◆ EXERCISE DESCRIPTION
Copy the passage of the Dr. Mike Mabry profile below word for word, starting at "Profile: Dr. Mike" and ending at "system, he says.".

··· SOURCE EXTRACT

Profile: Dr. Mike Mabry
A longtime physician with MSU's John C. Longest Student Health Center, Dr. Mike Mabry sees practicing medicine as his way of ministering to others. His job gives him the opportunity to treat people's health issues with his kind, gentle mannerthe approach to patient care reflects his personal value system, he says.
The Liberty native was raised as a Bulldog fan. His father's 1939 diploma hangs in his office near his own MSU undergraduate diploma and his University of Mississippi Medical Center M.D.
"My whole family loved Mississippi State, and I grew up being a State fan," Mabry says.
When he came to college, he thought he might try engineering, but instead he decided on pre-med. He said he could try it for a year and then easily change his major if pre-med didn't stick. But, as the doctor's distinguished career shows, it was the right choice.

······
··· SUPPLIED DATA

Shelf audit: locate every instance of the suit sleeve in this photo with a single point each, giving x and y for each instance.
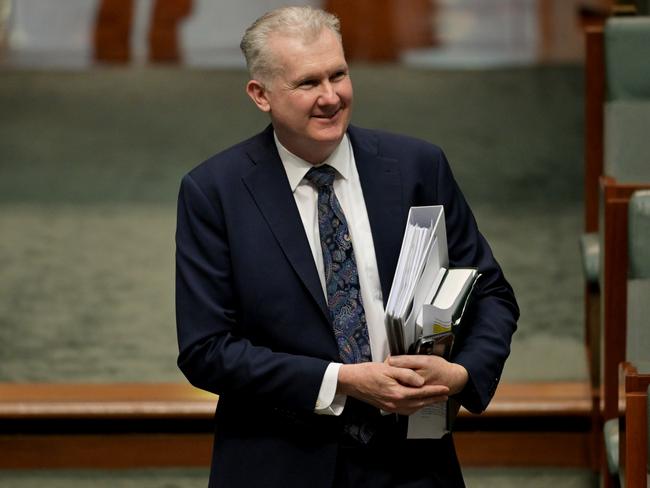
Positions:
(214, 353)
(483, 343)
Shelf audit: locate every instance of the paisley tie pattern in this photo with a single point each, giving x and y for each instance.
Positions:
(341, 276)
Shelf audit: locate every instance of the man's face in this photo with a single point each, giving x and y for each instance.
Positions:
(310, 100)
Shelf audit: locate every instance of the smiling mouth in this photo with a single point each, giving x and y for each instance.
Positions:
(328, 116)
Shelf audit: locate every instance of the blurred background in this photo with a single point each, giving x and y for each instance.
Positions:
(105, 104)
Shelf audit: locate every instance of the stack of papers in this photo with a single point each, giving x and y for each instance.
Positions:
(421, 267)
(426, 304)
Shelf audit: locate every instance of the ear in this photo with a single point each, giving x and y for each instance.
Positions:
(258, 93)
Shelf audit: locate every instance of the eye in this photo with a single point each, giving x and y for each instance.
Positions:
(308, 83)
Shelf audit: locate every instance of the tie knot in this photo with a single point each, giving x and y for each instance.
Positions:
(321, 176)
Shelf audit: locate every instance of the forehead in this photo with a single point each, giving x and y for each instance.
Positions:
(297, 57)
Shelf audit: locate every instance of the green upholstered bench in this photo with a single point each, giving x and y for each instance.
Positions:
(637, 328)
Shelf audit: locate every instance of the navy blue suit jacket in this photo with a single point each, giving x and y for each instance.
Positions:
(253, 324)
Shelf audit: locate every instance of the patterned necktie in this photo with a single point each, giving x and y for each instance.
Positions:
(341, 277)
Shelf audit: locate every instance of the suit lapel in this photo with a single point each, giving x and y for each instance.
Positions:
(268, 185)
(382, 191)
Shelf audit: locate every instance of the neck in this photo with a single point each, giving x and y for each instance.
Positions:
(314, 154)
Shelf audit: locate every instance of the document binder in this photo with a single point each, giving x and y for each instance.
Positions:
(426, 304)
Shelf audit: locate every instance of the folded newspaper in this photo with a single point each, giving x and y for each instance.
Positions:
(426, 305)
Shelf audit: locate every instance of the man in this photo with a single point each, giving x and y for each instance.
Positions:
(283, 272)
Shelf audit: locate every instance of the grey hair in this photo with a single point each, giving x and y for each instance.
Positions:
(304, 23)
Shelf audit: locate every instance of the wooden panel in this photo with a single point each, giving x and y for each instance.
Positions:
(616, 197)
(139, 450)
(105, 451)
(121, 400)
(594, 122)
(633, 444)
(558, 449)
(112, 35)
(519, 408)
(160, 400)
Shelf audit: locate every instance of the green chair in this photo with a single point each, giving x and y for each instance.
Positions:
(637, 341)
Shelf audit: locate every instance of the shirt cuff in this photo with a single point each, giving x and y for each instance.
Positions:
(328, 402)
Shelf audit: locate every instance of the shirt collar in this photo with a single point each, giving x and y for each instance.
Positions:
(296, 168)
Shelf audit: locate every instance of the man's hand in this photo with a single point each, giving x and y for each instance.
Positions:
(390, 388)
(434, 370)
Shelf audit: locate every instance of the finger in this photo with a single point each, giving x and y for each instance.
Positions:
(406, 377)
(409, 361)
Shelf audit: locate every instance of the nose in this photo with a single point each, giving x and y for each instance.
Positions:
(328, 95)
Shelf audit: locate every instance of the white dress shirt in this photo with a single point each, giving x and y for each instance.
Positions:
(347, 188)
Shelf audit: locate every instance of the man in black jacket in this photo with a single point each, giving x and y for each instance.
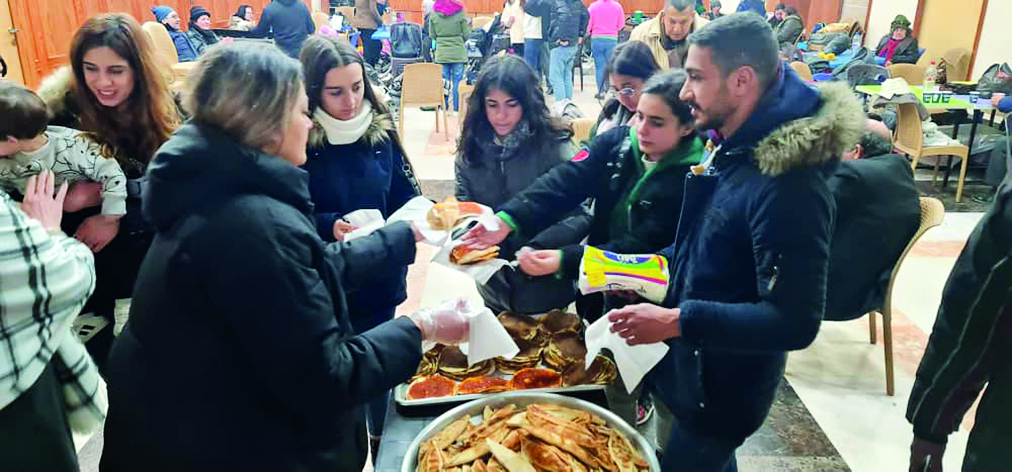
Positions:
(971, 345)
(568, 26)
(877, 212)
(291, 23)
(751, 253)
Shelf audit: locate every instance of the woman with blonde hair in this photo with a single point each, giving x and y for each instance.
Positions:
(114, 91)
(355, 161)
(270, 375)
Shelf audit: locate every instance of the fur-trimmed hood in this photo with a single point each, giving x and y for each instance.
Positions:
(378, 131)
(796, 125)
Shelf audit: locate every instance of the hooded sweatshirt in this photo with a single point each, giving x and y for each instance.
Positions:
(291, 23)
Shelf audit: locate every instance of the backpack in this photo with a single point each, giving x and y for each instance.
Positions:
(997, 79)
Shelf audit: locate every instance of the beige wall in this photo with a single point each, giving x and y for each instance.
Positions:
(947, 24)
(996, 37)
(882, 12)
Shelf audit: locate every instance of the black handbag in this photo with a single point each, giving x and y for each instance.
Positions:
(406, 41)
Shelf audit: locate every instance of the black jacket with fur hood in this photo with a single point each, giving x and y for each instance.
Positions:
(750, 260)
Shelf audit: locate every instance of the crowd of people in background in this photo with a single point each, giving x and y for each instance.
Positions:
(220, 212)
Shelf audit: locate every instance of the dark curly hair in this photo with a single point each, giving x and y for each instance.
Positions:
(515, 78)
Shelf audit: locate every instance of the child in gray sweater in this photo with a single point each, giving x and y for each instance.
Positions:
(28, 146)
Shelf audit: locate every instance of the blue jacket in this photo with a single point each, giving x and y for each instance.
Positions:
(371, 173)
(184, 48)
(290, 22)
(753, 5)
(750, 259)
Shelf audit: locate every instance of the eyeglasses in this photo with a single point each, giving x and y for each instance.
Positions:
(625, 91)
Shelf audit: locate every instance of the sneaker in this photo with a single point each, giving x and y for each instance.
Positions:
(644, 410)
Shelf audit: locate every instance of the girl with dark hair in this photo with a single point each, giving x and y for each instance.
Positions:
(113, 91)
(242, 19)
(355, 161)
(635, 174)
(508, 141)
(629, 67)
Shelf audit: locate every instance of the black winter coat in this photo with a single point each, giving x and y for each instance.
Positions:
(607, 173)
(370, 173)
(877, 211)
(749, 262)
(289, 20)
(972, 339)
(239, 352)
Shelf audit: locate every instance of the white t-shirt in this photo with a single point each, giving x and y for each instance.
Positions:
(531, 27)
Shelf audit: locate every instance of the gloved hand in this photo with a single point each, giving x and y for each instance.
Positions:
(926, 456)
(448, 323)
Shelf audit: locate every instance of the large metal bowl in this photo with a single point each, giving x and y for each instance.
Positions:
(475, 408)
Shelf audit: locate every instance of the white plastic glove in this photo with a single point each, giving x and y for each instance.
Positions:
(448, 323)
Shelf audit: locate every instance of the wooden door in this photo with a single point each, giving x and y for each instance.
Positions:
(8, 45)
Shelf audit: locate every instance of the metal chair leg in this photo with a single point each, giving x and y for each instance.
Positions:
(872, 332)
(888, 340)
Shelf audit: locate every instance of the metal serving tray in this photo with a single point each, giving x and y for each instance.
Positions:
(525, 398)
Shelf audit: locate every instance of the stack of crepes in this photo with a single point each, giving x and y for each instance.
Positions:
(543, 437)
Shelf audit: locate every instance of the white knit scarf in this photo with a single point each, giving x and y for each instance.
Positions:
(340, 132)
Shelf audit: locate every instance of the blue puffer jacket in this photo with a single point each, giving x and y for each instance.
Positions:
(184, 48)
(750, 258)
(370, 173)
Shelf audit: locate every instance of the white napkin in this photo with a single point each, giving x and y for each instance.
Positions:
(634, 362)
(488, 339)
(365, 221)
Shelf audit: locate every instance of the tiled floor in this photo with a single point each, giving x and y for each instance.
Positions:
(833, 412)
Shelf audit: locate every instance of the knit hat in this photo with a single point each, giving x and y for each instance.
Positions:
(161, 12)
(901, 21)
(196, 12)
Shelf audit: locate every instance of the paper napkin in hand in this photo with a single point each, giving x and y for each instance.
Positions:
(365, 221)
(634, 362)
(488, 339)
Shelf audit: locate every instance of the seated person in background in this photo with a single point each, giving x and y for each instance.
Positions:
(789, 27)
(629, 67)
(877, 212)
(242, 19)
(900, 46)
(666, 32)
(29, 147)
(200, 34)
(170, 19)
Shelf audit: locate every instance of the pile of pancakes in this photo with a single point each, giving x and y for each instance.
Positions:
(556, 340)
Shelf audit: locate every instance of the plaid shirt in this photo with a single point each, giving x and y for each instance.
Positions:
(45, 281)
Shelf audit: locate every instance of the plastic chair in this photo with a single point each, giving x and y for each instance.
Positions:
(957, 64)
(866, 74)
(175, 71)
(932, 214)
(803, 70)
(320, 19)
(581, 129)
(422, 86)
(912, 73)
(909, 140)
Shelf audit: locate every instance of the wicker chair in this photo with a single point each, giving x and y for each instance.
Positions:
(932, 214)
(909, 140)
(422, 86)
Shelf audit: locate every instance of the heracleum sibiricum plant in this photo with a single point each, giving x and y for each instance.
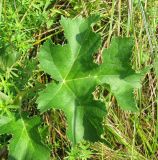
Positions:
(72, 66)
(76, 77)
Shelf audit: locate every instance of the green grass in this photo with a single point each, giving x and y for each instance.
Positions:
(26, 24)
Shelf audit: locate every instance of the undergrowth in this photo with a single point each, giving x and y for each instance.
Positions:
(25, 25)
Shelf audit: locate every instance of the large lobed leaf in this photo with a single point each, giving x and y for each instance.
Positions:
(72, 66)
(26, 142)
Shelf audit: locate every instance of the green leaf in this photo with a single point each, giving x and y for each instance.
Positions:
(26, 142)
(72, 66)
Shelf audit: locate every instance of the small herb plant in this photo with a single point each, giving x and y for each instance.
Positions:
(75, 77)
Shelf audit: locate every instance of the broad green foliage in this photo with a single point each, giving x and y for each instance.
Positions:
(25, 142)
(72, 66)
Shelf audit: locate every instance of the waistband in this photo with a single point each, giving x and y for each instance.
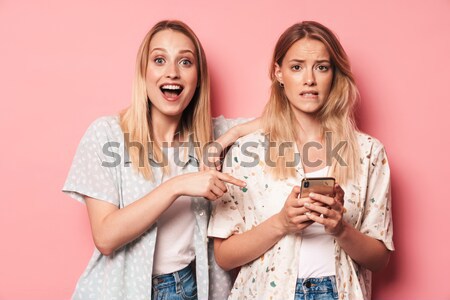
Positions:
(172, 278)
(318, 284)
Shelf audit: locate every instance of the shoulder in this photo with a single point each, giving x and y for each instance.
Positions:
(368, 142)
(370, 147)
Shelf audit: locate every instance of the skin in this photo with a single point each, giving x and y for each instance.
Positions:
(305, 67)
(172, 61)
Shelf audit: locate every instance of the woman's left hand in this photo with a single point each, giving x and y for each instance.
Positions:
(330, 213)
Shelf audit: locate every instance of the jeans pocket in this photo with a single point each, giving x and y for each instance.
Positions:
(189, 288)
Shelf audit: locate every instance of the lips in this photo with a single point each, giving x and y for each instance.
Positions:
(171, 91)
(309, 93)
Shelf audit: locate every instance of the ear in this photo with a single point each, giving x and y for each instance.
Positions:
(278, 73)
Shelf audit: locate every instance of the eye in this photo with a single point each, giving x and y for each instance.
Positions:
(186, 62)
(159, 60)
(323, 68)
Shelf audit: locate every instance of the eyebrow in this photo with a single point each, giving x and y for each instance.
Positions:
(317, 61)
(164, 50)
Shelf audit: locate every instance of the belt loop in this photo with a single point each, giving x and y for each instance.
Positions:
(177, 282)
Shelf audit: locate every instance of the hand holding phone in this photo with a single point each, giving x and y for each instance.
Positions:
(318, 185)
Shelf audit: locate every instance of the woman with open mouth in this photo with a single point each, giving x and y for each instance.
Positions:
(138, 174)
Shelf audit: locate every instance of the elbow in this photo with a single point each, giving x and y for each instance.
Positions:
(103, 246)
(223, 264)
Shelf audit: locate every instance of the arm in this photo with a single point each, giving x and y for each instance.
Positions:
(370, 247)
(240, 249)
(113, 227)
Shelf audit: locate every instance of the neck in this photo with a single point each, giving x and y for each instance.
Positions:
(308, 128)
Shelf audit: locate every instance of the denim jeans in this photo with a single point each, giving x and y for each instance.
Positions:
(322, 288)
(179, 285)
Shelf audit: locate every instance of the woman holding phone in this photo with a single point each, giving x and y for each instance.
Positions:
(318, 246)
(148, 203)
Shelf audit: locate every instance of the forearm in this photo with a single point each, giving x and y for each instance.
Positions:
(240, 249)
(364, 250)
(115, 228)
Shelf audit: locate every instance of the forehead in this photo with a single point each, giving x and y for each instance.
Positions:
(308, 49)
(171, 40)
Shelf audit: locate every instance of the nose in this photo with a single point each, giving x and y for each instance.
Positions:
(310, 79)
(172, 70)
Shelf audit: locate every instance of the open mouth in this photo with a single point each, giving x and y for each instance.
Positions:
(171, 90)
(309, 93)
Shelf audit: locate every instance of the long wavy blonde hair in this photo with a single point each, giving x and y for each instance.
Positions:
(336, 116)
(136, 122)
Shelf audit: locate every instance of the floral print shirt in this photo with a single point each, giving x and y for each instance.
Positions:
(127, 273)
(274, 274)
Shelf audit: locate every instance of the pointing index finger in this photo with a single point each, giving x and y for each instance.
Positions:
(230, 179)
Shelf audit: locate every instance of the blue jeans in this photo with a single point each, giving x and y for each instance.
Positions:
(322, 288)
(179, 285)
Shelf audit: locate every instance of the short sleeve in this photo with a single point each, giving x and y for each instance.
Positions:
(228, 215)
(377, 219)
(222, 125)
(95, 167)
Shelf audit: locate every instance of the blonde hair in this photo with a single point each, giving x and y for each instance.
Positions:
(136, 121)
(336, 116)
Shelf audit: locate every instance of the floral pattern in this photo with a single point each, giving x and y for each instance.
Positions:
(274, 274)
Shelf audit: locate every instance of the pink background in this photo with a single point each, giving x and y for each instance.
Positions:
(65, 63)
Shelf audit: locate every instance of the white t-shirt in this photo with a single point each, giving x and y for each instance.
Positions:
(175, 239)
(316, 255)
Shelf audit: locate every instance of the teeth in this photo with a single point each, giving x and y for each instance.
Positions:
(171, 87)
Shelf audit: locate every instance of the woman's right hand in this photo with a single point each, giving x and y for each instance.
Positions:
(208, 183)
(292, 218)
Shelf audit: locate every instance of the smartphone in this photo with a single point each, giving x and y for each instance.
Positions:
(319, 185)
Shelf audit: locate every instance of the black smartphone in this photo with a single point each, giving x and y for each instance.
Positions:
(319, 185)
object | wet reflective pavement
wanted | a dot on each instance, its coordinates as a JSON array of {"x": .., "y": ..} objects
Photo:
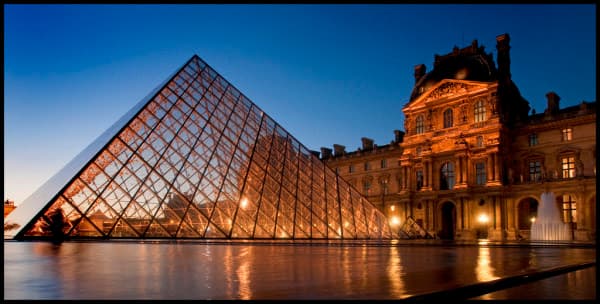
[
  {"x": 575, "y": 285},
  {"x": 184, "y": 270}
]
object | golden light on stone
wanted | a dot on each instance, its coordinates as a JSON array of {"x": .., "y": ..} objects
[
  {"x": 483, "y": 218},
  {"x": 244, "y": 203}
]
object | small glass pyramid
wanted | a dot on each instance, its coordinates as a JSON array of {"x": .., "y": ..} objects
[{"x": 196, "y": 159}]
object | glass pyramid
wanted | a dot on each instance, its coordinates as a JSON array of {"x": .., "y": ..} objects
[{"x": 196, "y": 159}]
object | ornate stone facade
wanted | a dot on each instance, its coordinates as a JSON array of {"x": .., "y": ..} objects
[{"x": 472, "y": 162}]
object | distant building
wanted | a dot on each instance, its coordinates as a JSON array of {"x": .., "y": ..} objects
[
  {"x": 9, "y": 206},
  {"x": 471, "y": 162}
]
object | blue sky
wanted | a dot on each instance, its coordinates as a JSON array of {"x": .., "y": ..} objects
[{"x": 329, "y": 74}]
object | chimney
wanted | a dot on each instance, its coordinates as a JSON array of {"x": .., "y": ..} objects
[
  {"x": 553, "y": 103},
  {"x": 325, "y": 153},
  {"x": 339, "y": 150},
  {"x": 367, "y": 143},
  {"x": 420, "y": 71},
  {"x": 398, "y": 136},
  {"x": 503, "y": 47}
]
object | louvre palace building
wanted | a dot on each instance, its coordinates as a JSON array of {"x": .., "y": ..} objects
[{"x": 472, "y": 162}]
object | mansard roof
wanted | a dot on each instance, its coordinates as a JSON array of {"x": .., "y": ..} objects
[{"x": 469, "y": 63}]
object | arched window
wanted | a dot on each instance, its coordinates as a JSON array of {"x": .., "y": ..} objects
[
  {"x": 447, "y": 176},
  {"x": 479, "y": 141},
  {"x": 479, "y": 111},
  {"x": 448, "y": 118},
  {"x": 419, "y": 125}
]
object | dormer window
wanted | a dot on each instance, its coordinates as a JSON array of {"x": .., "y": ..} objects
[
  {"x": 419, "y": 125},
  {"x": 479, "y": 111},
  {"x": 448, "y": 118},
  {"x": 532, "y": 139}
]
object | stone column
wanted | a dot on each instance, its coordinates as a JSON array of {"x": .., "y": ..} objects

······

◆ SOLUTION TO THE PROBLEM
Profile: Dr. Mike Mabry
A longtime physician with MSU's John C. Longest Student Health Center, Dr. Mike Mabry sees practicing medicine as his way of ministering to others. His job gives him the opportunity to treat people's health issues with his kind, gentle mannerthe approach to patient care reflects his personal value system, he says.